Exercise: Copy every one of the following records line for line, changing nothing.

Source records section start

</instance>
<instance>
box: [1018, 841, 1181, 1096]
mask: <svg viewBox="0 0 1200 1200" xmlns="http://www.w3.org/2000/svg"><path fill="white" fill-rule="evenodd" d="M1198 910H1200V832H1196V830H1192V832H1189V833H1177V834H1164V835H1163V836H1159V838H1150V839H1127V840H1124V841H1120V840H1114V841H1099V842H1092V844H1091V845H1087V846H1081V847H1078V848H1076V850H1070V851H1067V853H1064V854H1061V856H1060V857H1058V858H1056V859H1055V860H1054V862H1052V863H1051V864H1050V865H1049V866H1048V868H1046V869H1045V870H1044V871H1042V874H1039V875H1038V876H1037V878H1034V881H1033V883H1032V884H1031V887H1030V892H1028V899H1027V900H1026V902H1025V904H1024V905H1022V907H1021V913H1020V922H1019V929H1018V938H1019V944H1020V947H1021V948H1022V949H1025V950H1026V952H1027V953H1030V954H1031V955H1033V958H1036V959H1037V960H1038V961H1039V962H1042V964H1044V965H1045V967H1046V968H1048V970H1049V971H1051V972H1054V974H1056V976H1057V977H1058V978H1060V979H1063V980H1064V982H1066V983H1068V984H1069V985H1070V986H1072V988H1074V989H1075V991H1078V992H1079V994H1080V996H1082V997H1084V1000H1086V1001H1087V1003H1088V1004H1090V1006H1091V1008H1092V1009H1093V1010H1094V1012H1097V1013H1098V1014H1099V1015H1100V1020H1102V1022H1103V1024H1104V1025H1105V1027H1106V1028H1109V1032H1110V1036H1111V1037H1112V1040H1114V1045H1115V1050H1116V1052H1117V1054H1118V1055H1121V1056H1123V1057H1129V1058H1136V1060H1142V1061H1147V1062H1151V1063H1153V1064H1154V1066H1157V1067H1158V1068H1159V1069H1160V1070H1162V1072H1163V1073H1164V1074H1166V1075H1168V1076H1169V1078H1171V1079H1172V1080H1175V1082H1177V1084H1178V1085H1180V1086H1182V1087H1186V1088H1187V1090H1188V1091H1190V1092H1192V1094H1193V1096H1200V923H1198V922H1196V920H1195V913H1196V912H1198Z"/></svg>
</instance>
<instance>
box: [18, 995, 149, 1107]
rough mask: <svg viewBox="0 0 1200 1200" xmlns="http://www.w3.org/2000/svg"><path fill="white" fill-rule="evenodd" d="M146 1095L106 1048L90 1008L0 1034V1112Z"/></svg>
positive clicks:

Source records section end

Finished exercise:
</instance>
<instance>
box: [1018, 841, 1181, 1096]
mask: <svg viewBox="0 0 1200 1200" xmlns="http://www.w3.org/2000/svg"><path fill="white" fill-rule="evenodd" d="M1198 910H1200V832H1196V830H1192V832H1189V833H1177V834H1164V835H1163V836H1159V838H1150V839H1127V840H1124V841H1120V840H1114V841H1099V842H1092V844H1091V845H1087V846H1081V847H1078V848H1076V850H1070V851H1067V853H1064V854H1061V856H1060V857H1058V858H1056V859H1055V860H1054V862H1052V863H1051V864H1050V865H1049V866H1048V868H1046V869H1045V870H1044V871H1042V874H1039V875H1038V876H1037V878H1034V881H1033V883H1032V884H1031V887H1030V892H1028V899H1027V900H1026V902H1025V904H1024V905H1022V907H1021V913H1020V922H1019V929H1018V938H1019V944H1020V947H1021V948H1022V949H1025V950H1026V952H1027V953H1030V954H1031V955H1033V958H1036V959H1037V960H1038V961H1039V962H1042V964H1044V965H1045V967H1046V968H1048V970H1049V971H1051V972H1054V974H1056V976H1057V977H1058V978H1060V979H1063V980H1064V982H1066V983H1068V984H1069V985H1070V986H1072V988H1074V989H1075V991H1078V992H1079V994H1080V996H1082V997H1084V1000H1086V1001H1087V1003H1088V1004H1090V1006H1091V1008H1092V1009H1093V1010H1094V1012H1097V1013H1098V1014H1099V1015H1100V1020H1102V1022H1103V1024H1104V1025H1105V1027H1106V1028H1109V1032H1110V1036H1111V1037H1112V1040H1114V1045H1115V1050H1116V1052H1117V1054H1118V1055H1121V1056H1123V1057H1129V1058H1136V1060H1142V1061H1147V1062H1151V1063H1153V1064H1154V1066H1157V1067H1158V1068H1159V1069H1160V1070H1162V1072H1163V1073H1164V1074H1166V1075H1168V1076H1169V1078H1171V1079H1172V1080H1175V1082H1177V1084H1178V1085H1180V1086H1182V1087H1186V1088H1187V1090H1188V1091H1190V1092H1192V1094H1193V1096H1200V923H1198V922H1196V920H1195V913H1196V912H1198Z"/></svg>
</instance>
<instance>
box: [18, 995, 149, 1107]
rough mask: <svg viewBox="0 0 1200 1200" xmlns="http://www.w3.org/2000/svg"><path fill="white" fill-rule="evenodd" d="M146 1095L106 1048L90 1008L0 1034V1112Z"/></svg>
positive clicks:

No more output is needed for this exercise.